Exercise: Pictures stay out of the copy; set down each line of the listing below exactly.

------------------------------

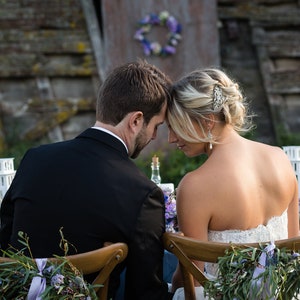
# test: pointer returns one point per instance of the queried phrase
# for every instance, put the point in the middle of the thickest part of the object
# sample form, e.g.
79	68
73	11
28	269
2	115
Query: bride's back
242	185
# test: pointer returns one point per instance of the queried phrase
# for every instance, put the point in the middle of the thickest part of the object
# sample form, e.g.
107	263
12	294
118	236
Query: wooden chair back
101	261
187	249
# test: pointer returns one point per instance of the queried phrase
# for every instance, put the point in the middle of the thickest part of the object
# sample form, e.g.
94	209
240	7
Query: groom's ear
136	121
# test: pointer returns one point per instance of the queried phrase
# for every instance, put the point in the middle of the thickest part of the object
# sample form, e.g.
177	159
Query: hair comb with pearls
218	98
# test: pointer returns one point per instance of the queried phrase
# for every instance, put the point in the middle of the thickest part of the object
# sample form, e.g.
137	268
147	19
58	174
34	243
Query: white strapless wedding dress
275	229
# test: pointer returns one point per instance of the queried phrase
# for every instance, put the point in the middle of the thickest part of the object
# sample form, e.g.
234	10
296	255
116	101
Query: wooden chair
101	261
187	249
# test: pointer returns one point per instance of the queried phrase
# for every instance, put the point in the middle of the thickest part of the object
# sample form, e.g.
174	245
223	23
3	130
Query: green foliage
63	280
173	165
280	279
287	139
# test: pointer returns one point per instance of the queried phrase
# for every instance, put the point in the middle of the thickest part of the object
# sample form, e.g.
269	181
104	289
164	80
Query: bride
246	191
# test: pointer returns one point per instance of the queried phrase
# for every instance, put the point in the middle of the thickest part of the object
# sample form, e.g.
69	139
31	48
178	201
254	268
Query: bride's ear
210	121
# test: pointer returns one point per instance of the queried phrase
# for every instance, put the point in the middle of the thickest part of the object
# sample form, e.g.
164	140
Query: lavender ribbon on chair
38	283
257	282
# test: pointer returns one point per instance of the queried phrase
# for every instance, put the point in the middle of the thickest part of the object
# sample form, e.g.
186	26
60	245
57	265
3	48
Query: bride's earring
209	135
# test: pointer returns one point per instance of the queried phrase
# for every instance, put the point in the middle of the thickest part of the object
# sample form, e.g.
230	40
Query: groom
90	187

------------------------------

Result of this task:
# test: pointer returns one point per instance of the queried phrase
# for every instance, put the point in the middle of the thickest part of the object
# sample form, e.g.
79	68
73	11
28	269
2	115
Query: bride's back
242	185
# test: pointer returns one point per instance of the queried phrase
# for every instance, put the point in the middle of the thickest part of the object
# sample form, e.g.
107	263
12	294
118	236
Query: wooden chair back
101	261
187	249
# test: pointer returns one point per instance of the queried phrase
# for every instance, put the point in the middle of the thickest part of the object
# sample form, e.g.
94	209
240	7
Query: groom's ear
136	121
# test: pointer returns one point per instance of the queried phrase
# for every instance, put the point in the middle of the thickest part of the object
# sample form, e.g.
177	159
Query: hair comb with pearls
218	98
# test: pointer returns one point per instance of the queried phrase
# for every instance, put the point in the middle of the thickest part of the object
# sample form, e.g.
137	268
147	19
58	174
34	243
Query: white strapless wedding dress
275	229
# test: pointer returns one point per instance of the queried phrase
# for every instance, put the point in the middle of the thickest part of the object
# sample form, e.g.
234	10
296	255
116	101
Query: wooden chair
101	261
187	249
# test: pointer returns one point per instance of the queried phrase
# for every instance, put the point in the middle of the thickest part of the object
# sample form, e.g.
174	245
223	23
3	130
Query: green foliage
63	280
173	165
280	279
287	139
# test: pointer returns one point per instance of the queried phrase
# for every instance, put the point in the middle of the thickest part of the object
# sample form, e.g.
269	181
104	289
164	80
Query: bride
246	191
# test: pointer returns one point per instance of the queried phrase
# for every instance, put the point in the middle of the thickest part of the object
# sample form, e.g.
69	139
31	48
178	201
254	268
Query: bride's ear
210	121
# test: pointer returns one point per instance of the queried phrase
# for every instance, put the point in the middle of the thickest part of the object
# sample form, e.g.
164	140
Query: lavender ribbon on chair
38	283
257	282
# test: pointer returns one point per instance of the queried phrase
# for every instance, put the point in the middle of the thickest part of the object
# sample form, e.g.
186	26
60	245
57	265
3	48
Query: bride's earring
209	135
# test: pointer returns one point per instance of the queried phrase
# for every instance, put the point in the middle of the thickest part of the object
# sample form, e.g.
230	40
Query: groom
90	187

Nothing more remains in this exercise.